● Objective: Pick out each line below that contains the string "athlete", and copy every such line in full.

● Exercise material:
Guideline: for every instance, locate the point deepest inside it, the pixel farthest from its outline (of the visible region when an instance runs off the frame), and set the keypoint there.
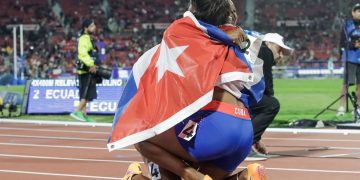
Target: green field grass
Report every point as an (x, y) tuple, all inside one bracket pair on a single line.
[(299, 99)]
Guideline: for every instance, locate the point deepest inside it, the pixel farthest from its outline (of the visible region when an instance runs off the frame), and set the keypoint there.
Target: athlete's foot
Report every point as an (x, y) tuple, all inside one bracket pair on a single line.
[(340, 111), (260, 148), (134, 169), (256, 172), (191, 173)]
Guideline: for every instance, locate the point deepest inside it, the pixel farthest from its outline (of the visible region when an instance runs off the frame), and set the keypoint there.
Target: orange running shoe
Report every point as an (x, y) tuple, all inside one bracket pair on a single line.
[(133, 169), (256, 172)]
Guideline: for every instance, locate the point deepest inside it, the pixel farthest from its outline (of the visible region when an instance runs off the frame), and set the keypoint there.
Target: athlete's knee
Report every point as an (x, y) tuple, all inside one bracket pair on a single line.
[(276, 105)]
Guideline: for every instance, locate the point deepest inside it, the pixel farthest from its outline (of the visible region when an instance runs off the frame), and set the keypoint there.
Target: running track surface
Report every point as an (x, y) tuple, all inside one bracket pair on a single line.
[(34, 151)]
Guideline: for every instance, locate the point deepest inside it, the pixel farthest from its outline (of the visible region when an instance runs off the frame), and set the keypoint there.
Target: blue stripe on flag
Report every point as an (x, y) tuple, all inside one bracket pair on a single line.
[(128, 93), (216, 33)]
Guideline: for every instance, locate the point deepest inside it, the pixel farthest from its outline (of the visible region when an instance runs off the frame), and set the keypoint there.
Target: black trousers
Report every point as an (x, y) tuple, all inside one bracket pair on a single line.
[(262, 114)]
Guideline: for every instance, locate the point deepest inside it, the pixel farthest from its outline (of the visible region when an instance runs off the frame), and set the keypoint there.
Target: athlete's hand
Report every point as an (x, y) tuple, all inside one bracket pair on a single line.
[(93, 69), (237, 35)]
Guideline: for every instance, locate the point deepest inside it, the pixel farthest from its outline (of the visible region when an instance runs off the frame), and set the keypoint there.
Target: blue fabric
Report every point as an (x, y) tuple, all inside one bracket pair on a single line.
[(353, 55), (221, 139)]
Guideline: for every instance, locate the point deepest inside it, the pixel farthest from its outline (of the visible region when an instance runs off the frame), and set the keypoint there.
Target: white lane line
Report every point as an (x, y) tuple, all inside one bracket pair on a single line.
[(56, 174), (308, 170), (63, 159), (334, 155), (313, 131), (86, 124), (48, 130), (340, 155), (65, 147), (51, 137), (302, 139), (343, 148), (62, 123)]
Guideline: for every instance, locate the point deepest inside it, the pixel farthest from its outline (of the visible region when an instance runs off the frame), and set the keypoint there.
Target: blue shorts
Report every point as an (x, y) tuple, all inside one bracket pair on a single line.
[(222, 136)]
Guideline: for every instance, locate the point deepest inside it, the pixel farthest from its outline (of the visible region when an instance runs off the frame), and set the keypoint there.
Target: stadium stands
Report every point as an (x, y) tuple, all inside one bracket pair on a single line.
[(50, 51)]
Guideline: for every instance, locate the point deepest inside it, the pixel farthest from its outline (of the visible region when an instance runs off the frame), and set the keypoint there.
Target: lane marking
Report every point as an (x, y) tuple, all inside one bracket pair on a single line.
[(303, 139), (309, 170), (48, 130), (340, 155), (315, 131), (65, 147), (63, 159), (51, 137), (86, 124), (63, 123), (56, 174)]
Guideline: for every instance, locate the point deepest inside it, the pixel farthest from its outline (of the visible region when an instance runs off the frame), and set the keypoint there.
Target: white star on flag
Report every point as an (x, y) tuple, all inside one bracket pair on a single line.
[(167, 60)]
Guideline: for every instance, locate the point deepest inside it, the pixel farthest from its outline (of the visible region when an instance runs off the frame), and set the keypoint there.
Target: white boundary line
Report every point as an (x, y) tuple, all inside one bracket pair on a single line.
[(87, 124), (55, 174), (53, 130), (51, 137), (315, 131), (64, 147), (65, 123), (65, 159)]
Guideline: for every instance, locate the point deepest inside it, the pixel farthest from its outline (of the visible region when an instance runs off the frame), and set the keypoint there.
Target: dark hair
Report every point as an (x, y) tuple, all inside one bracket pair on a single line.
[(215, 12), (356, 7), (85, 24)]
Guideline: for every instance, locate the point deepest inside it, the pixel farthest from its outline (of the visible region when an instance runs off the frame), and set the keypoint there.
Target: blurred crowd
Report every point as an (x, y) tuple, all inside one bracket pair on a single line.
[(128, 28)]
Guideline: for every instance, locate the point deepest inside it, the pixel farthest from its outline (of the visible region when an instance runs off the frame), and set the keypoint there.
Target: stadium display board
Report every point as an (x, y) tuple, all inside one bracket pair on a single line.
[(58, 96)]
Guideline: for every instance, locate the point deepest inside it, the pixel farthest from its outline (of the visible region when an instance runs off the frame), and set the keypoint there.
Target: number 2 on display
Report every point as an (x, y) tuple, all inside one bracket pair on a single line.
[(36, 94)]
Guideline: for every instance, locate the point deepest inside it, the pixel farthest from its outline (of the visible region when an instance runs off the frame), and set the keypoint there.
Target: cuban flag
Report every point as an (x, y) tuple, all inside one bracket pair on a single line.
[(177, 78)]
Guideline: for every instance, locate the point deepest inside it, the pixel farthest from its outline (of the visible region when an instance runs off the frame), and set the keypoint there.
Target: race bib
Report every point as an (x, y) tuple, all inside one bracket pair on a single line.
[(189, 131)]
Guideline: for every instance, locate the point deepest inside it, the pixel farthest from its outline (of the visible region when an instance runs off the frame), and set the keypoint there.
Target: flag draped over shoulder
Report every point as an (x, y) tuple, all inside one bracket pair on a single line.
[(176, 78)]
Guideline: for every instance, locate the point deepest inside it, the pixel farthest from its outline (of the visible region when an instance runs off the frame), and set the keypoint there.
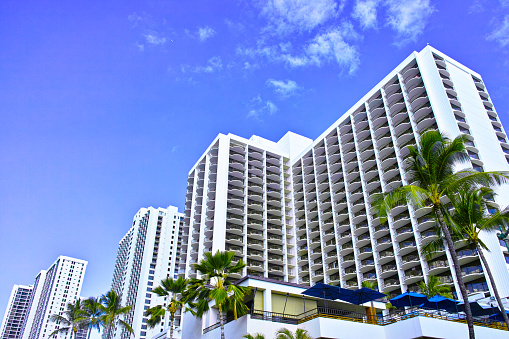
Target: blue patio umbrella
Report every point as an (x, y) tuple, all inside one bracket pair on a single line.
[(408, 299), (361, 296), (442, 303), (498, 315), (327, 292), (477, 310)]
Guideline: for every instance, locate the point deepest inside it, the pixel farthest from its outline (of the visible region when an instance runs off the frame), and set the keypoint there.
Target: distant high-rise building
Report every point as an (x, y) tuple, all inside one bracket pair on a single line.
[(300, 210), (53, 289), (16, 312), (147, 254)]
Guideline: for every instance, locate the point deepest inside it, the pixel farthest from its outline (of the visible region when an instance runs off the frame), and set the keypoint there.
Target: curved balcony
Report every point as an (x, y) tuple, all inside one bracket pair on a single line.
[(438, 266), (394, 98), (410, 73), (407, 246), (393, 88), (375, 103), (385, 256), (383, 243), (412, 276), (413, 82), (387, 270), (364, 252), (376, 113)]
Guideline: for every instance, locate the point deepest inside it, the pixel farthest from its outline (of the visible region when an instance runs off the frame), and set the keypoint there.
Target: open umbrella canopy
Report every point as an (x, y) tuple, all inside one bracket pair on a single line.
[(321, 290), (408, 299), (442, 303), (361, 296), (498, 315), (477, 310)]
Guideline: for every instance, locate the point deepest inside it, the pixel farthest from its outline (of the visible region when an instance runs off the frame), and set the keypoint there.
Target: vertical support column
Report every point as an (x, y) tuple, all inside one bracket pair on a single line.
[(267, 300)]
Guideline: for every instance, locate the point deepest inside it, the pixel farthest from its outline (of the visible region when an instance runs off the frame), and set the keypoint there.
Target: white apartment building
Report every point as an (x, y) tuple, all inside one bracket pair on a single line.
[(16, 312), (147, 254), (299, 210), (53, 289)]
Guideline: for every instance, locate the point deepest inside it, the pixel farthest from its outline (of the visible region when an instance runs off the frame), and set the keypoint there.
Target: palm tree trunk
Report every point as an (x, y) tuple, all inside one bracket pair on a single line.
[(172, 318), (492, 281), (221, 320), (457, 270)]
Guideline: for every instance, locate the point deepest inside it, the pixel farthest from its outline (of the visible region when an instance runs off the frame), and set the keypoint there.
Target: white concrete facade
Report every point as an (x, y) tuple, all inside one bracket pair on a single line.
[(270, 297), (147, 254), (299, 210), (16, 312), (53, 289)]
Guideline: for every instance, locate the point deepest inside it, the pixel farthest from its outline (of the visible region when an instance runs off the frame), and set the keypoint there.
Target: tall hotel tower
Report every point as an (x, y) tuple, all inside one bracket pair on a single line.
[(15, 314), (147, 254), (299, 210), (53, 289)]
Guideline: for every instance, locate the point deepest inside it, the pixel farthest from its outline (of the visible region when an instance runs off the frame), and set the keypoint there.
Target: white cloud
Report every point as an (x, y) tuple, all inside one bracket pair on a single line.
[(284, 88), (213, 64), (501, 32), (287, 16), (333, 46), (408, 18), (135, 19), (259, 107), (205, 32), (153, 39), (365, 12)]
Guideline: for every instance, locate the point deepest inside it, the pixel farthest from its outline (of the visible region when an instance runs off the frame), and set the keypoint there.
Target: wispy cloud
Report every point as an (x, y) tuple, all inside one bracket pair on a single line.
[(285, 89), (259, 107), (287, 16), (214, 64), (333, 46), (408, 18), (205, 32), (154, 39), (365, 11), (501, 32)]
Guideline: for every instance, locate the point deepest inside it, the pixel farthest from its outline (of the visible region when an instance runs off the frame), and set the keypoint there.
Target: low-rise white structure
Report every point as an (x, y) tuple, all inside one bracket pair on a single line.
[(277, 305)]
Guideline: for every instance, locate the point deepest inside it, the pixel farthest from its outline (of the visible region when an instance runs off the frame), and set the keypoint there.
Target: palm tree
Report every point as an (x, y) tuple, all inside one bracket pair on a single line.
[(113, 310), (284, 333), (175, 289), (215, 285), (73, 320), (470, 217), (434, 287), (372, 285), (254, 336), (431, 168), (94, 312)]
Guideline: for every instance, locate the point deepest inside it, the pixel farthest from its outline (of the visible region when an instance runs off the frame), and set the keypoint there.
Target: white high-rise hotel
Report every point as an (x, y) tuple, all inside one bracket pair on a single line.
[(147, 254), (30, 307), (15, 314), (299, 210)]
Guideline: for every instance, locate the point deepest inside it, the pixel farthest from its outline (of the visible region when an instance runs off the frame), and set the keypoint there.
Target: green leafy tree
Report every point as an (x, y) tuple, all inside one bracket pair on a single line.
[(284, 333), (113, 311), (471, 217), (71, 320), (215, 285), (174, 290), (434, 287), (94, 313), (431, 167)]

● Reply to the exercise:
Target: athlete's foot
Target: athlete's knee
Target: athlete's hand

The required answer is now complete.